## HOW TO COMPLETE THIS TASK
Repeat every line of the following material exactly.

## RECORDS SUPPLIED
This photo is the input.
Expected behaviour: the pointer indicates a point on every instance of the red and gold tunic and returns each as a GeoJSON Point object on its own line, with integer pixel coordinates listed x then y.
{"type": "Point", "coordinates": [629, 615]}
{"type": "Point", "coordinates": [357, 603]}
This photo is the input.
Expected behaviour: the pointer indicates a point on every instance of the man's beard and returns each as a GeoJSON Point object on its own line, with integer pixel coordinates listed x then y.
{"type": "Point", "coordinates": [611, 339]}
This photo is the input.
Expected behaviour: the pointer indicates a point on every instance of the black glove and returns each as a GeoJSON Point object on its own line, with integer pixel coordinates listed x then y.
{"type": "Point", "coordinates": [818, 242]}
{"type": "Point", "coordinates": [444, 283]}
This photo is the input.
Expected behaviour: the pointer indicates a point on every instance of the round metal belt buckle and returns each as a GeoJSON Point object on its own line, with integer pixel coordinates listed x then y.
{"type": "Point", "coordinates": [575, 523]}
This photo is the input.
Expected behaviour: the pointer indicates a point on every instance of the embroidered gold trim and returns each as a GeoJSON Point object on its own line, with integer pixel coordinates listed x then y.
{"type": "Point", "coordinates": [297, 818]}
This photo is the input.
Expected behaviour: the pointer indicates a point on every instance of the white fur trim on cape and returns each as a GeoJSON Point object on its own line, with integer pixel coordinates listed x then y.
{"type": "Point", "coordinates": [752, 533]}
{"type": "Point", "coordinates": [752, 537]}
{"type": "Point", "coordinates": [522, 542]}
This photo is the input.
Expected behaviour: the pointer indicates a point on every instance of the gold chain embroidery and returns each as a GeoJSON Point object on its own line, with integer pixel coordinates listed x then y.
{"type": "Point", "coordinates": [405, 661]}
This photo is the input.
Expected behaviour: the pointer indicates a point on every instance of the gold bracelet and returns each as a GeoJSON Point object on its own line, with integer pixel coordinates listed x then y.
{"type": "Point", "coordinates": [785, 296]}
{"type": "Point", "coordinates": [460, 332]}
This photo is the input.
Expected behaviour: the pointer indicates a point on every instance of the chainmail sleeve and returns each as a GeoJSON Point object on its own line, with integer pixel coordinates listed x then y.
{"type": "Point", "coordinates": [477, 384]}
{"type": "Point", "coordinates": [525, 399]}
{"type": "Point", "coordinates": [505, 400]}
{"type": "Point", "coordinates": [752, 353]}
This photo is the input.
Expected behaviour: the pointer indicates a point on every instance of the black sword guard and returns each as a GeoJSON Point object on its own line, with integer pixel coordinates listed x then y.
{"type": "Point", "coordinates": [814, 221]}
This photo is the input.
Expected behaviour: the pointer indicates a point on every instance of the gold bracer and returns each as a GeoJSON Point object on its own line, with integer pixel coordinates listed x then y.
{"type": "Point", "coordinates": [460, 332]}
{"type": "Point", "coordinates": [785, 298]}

## EXERCISE RESULT
This photo is the input.
Expected behaviour: the pointer indicates a point on every instance of the red and gold tunic and returns each as a GeoJSON Point object on its own line, with integer pixel coordinates listed x then y.
{"type": "Point", "coordinates": [629, 615]}
{"type": "Point", "coordinates": [357, 603]}
This photo is the input.
Expected behaviour: the pointer indicates a point on every instance of the man's beard and returns each as a GeoJSON Point object on its own line, with integer pixel coordinates listed x then y.
{"type": "Point", "coordinates": [611, 339]}
This photo is the input.
Expected behaviour: the pointer indicates a point on every instance of the black glove and returns each as a GeoJSON Point object on its own line, with integer pixel coordinates listed x then y.
{"type": "Point", "coordinates": [818, 242]}
{"type": "Point", "coordinates": [444, 283]}
This photo is the input.
Expected behaviour: the pointer indicates a point on every instance of the round metal belt buckle and returns each as a GeoJSON Point object on its own line, with integer pixel coordinates listed x then y.
{"type": "Point", "coordinates": [575, 523]}
This photo is the input.
Expected behaviour: the pointer indicates a point on every instance of the embroidered gold trim and returns each as a GeoJSON Point object on its own line, with integer pixel coordinates listed x then y.
{"type": "Point", "coordinates": [297, 818]}
This photo is the input.
Expected behaviour: the pointer indicates a point on every instance of the white fur trim on cape and returns each as a GeoJSON Point object on its own line, with integer pixel coordinates listed x then y.
{"type": "Point", "coordinates": [752, 533]}
{"type": "Point", "coordinates": [752, 537]}
{"type": "Point", "coordinates": [522, 542]}
This photo is the input.
Expected behaviour: the pointer indicates a point on every instance of the gold chain embroidery and returns each as a GeoJSON Point object on its own line, with integer pixel coordinates listed x then y.
{"type": "Point", "coordinates": [405, 661]}
This photo is the input.
Expected behaviour: the pointer indicates a point on every instance of the gold bracelet and returns each as a GeoJSON Point object on its own line, with integer pixel coordinates listed x then y.
{"type": "Point", "coordinates": [785, 296]}
{"type": "Point", "coordinates": [460, 332]}
This photo is the input.
Expected behaviour: the pointer indicates a point on every instance of the chainmail sleeve and returns each as a GeoJSON Point object on its own line, with integer pixel coordinates listed x then y.
{"type": "Point", "coordinates": [477, 384]}
{"type": "Point", "coordinates": [525, 399]}
{"type": "Point", "coordinates": [505, 400]}
{"type": "Point", "coordinates": [752, 353]}
This photo is the input.
Expected behaviour: the pointer indicates a point on every instance of the black sword guard and returns each as a GeoJSON Point object on its own line, with integer pixel coordinates listed x then y.
{"type": "Point", "coordinates": [814, 221]}
This photo is the input.
Expected behaviour: the pointer indicates a point on every instance of the gold bracer and returns each as a GeoJSON Point object on its own line, with integer pixel coordinates listed x then y.
{"type": "Point", "coordinates": [460, 332]}
{"type": "Point", "coordinates": [785, 298]}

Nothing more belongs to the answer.